------ ИСХОДНЫЙ ОТРЫВОК

Но, с другой стороны, и богословие, и энергетика - продукты цивилизации, они изобретены людьми. Очевидно, что люди вначале должны были их создать, а потом уже придумать им имена.

Ложь же никто не придумывает. Люди обучаются лгать раньше, чем говорить. Суть лжи - не в том, чтобы сообщать то, чего нет (это называется выдумкой, или фантазией), а в том, чтобы своими сообщениями заставлять другого поступать так, как ты хочешь. Самая лучшая ложь - с помощью правды, сказанной нужным образом и в нужный момент.

И потому древние авторы - как, например, Цицерон - рассуждали прямо противоположным образом. Если в языке народа нет слова для такого простого понятия, как ложь, значит, народ не отличает её от правды. Эти люди просто говорят то, что помогает им добиваться цели, не думая, соответствуют ли их слова реальности или нет.

------------

* [ЦЕЛЬ ЗАДАНИЯ]
Почему, согласно отрывку о лжи, ложь никто не придумывает, в отличие от богословия и энергетики? Ответьте в одном–трех предложениях.

------ ПРЕДОСТАВЛЕННЫЙ МАТЕРИАЛ

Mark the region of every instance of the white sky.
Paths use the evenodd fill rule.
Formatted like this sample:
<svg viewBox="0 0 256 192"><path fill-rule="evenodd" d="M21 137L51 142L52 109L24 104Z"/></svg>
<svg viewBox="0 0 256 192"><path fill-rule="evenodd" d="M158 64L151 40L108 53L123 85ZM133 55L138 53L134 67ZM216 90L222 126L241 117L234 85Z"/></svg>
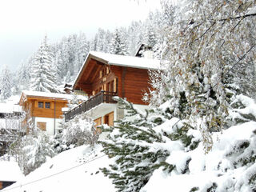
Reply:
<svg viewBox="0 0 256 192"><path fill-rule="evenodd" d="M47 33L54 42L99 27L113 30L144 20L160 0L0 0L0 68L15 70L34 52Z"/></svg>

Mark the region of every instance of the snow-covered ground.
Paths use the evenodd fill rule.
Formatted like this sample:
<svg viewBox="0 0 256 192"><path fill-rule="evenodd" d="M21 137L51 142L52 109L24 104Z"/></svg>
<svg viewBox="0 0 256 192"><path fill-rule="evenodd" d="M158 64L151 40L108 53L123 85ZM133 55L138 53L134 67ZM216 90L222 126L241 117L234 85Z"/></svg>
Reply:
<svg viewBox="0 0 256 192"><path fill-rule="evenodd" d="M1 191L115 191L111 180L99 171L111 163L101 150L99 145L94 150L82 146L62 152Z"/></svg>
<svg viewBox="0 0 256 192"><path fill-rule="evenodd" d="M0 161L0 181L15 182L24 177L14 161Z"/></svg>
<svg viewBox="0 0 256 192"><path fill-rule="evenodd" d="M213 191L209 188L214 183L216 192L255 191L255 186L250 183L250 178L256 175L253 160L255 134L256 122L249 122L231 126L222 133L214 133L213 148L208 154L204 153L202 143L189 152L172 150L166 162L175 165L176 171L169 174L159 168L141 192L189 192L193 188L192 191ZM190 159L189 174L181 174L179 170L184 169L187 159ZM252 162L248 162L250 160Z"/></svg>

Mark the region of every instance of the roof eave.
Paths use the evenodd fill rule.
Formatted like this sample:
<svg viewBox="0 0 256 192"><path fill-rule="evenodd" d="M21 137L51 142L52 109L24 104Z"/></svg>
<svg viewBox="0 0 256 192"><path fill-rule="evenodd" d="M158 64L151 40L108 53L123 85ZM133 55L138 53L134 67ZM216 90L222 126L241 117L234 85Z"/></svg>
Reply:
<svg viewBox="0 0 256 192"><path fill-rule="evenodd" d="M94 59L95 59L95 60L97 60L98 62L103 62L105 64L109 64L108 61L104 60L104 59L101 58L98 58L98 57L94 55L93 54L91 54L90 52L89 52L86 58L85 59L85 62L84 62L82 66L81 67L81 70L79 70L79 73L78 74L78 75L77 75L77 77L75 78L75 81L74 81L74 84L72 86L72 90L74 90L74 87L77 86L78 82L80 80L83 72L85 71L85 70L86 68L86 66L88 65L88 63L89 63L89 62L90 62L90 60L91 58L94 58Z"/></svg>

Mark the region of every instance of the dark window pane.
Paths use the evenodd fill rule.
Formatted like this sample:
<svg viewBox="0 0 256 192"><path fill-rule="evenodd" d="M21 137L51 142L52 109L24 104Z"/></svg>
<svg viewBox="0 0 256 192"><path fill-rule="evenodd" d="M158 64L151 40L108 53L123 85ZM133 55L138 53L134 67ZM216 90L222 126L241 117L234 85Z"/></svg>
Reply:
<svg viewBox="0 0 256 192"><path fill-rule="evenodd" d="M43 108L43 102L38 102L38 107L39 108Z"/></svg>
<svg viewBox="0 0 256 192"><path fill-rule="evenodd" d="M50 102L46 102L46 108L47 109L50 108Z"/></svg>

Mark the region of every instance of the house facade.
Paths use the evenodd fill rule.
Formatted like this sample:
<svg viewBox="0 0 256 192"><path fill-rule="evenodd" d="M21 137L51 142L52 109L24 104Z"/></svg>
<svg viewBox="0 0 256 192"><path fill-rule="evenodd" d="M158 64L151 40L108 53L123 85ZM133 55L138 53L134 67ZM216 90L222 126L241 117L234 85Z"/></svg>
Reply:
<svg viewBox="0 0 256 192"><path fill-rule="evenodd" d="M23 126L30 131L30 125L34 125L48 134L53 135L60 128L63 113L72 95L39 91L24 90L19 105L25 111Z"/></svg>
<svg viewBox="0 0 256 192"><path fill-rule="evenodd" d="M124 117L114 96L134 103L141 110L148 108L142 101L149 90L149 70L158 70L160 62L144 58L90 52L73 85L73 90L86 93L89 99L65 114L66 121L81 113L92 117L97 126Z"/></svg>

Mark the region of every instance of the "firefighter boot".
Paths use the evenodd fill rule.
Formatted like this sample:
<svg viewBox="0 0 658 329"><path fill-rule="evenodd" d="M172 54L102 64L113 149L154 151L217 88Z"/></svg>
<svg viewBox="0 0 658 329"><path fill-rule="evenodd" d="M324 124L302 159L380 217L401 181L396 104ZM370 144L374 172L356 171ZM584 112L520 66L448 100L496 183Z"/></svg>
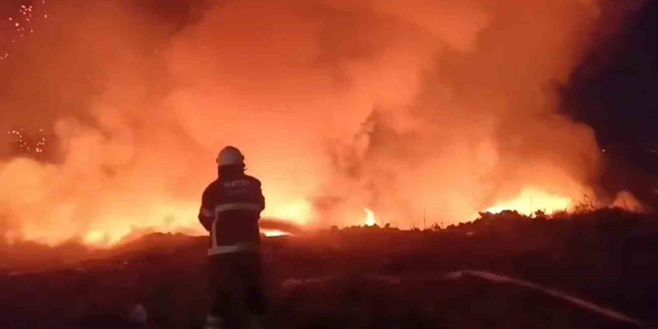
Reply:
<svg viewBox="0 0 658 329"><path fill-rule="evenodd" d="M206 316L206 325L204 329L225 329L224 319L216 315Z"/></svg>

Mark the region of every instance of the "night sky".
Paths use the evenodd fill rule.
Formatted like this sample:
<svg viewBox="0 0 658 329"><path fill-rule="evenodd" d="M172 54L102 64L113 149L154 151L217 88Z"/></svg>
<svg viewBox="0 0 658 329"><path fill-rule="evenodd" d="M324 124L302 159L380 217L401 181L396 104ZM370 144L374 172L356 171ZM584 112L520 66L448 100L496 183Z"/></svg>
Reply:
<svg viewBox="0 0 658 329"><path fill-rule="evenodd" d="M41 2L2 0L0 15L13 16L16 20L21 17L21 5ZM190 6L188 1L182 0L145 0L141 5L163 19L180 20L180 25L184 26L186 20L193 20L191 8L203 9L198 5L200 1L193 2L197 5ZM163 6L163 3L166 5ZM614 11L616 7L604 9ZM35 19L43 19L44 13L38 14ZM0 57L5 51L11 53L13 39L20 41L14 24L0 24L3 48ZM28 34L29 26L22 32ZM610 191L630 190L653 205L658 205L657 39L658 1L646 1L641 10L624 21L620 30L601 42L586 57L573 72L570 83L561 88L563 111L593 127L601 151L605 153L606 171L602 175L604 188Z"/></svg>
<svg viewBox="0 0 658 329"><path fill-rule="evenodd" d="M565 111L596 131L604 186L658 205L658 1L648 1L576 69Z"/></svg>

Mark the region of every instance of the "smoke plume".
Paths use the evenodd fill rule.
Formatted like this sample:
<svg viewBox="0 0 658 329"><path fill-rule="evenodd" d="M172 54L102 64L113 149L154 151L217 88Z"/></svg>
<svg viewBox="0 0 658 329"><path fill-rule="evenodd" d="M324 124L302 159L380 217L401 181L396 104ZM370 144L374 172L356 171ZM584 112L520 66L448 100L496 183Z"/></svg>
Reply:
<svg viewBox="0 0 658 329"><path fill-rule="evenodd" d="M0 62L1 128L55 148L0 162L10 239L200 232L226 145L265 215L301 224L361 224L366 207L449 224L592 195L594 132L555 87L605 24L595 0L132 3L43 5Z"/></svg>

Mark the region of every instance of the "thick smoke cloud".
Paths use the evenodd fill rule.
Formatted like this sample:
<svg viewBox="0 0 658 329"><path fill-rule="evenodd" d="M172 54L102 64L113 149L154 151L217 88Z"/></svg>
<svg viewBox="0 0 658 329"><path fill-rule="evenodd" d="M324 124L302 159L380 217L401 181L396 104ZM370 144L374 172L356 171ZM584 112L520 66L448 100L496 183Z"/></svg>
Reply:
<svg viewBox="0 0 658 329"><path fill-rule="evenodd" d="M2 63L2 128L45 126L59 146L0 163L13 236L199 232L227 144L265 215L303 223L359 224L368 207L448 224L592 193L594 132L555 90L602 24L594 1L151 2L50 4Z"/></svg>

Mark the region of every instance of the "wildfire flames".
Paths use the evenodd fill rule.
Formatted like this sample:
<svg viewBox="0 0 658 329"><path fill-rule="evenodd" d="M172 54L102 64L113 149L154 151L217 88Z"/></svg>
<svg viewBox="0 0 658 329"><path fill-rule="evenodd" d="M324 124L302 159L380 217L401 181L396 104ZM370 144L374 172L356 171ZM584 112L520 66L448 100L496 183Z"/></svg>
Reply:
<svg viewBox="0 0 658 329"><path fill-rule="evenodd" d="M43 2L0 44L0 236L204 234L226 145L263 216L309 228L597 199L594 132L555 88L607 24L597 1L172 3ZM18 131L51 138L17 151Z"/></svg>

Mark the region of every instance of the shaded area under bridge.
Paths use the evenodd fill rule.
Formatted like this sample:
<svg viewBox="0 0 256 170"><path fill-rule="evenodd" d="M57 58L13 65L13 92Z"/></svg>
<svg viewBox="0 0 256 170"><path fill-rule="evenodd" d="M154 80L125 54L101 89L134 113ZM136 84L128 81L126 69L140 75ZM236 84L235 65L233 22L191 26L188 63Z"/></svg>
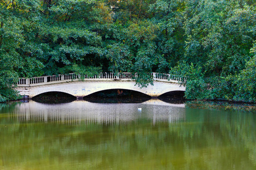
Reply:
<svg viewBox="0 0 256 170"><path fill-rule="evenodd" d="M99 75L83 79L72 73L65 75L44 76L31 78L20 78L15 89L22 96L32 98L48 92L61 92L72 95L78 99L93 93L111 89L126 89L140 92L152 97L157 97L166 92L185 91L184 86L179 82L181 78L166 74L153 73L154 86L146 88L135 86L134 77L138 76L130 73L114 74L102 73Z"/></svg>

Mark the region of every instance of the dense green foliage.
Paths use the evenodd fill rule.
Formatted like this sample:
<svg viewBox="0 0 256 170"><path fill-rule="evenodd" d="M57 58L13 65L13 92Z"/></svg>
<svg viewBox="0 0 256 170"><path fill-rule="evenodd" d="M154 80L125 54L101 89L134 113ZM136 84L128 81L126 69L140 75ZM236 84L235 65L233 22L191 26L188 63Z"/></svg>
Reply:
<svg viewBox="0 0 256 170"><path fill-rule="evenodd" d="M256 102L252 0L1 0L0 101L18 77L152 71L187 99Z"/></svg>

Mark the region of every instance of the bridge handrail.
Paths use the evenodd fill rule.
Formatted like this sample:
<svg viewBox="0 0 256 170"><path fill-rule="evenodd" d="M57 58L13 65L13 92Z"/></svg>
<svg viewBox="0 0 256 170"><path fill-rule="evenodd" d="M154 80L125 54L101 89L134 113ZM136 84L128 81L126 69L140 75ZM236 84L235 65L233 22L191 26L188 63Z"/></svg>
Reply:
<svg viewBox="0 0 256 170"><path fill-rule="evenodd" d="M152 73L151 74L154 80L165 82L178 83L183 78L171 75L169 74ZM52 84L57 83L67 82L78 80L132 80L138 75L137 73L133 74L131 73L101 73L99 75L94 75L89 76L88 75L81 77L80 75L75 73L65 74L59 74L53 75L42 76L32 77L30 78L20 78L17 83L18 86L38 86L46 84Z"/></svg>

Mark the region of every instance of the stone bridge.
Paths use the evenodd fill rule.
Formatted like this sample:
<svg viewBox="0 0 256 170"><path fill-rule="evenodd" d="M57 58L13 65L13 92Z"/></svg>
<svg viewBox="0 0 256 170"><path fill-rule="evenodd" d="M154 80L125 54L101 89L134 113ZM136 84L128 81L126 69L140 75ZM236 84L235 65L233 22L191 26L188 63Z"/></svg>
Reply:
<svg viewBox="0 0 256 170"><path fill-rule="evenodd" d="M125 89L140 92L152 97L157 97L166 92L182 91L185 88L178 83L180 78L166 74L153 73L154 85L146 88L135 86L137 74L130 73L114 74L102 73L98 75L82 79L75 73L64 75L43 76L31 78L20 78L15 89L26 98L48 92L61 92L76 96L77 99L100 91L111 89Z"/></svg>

------------
------ ПРЕДОСТАВЛЕННЫЙ МАТЕРИАЛ

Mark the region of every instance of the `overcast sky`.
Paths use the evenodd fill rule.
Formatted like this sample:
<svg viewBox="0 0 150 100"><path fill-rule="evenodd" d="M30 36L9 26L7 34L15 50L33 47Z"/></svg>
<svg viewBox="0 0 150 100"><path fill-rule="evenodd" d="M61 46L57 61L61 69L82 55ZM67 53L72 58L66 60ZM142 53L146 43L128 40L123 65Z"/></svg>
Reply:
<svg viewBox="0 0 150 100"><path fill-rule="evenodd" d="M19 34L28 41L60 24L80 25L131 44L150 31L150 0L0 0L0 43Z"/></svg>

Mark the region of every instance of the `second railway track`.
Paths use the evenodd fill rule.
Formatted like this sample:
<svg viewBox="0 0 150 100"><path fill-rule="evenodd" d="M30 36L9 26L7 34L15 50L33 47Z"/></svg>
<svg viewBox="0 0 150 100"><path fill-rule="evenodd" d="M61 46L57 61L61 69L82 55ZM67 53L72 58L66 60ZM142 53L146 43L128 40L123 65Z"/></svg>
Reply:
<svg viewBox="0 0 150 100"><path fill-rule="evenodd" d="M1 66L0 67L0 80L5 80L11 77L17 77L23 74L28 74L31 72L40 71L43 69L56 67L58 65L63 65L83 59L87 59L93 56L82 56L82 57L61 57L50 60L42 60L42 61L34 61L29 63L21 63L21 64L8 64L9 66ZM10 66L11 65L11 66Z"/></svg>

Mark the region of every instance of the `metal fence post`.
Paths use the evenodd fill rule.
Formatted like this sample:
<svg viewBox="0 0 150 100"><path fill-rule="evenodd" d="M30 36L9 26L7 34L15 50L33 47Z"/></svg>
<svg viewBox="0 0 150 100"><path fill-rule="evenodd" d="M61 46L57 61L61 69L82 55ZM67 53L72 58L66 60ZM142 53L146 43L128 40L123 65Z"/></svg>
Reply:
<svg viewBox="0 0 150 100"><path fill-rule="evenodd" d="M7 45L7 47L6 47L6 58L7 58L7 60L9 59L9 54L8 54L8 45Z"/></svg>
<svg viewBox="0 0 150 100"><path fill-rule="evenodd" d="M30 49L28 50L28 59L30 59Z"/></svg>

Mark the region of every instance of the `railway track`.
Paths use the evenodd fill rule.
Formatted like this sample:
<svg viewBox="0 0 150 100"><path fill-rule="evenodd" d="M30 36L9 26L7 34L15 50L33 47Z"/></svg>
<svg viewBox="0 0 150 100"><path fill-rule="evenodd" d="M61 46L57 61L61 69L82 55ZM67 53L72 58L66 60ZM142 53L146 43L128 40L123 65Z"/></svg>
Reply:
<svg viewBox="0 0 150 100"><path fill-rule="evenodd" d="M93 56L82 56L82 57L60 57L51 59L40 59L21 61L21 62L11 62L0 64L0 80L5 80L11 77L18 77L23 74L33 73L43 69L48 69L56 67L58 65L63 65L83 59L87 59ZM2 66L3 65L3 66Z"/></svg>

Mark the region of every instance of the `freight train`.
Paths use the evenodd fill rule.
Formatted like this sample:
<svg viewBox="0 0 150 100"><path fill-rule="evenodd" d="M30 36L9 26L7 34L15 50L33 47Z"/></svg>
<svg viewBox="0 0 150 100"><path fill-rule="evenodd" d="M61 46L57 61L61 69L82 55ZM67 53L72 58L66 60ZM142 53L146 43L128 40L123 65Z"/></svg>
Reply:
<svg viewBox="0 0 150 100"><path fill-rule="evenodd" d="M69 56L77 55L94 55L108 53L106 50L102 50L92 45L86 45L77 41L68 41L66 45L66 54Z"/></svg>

------------

* [РЕЗУЛЬТАТ НИЖЕ]
Богословие и энергетика изобретены людьми: сначала их нужно было создать, а потом уже придумать им имена. Ложь же никто не придумывает, потому что люди обучаются лгать раньше, чем говорить.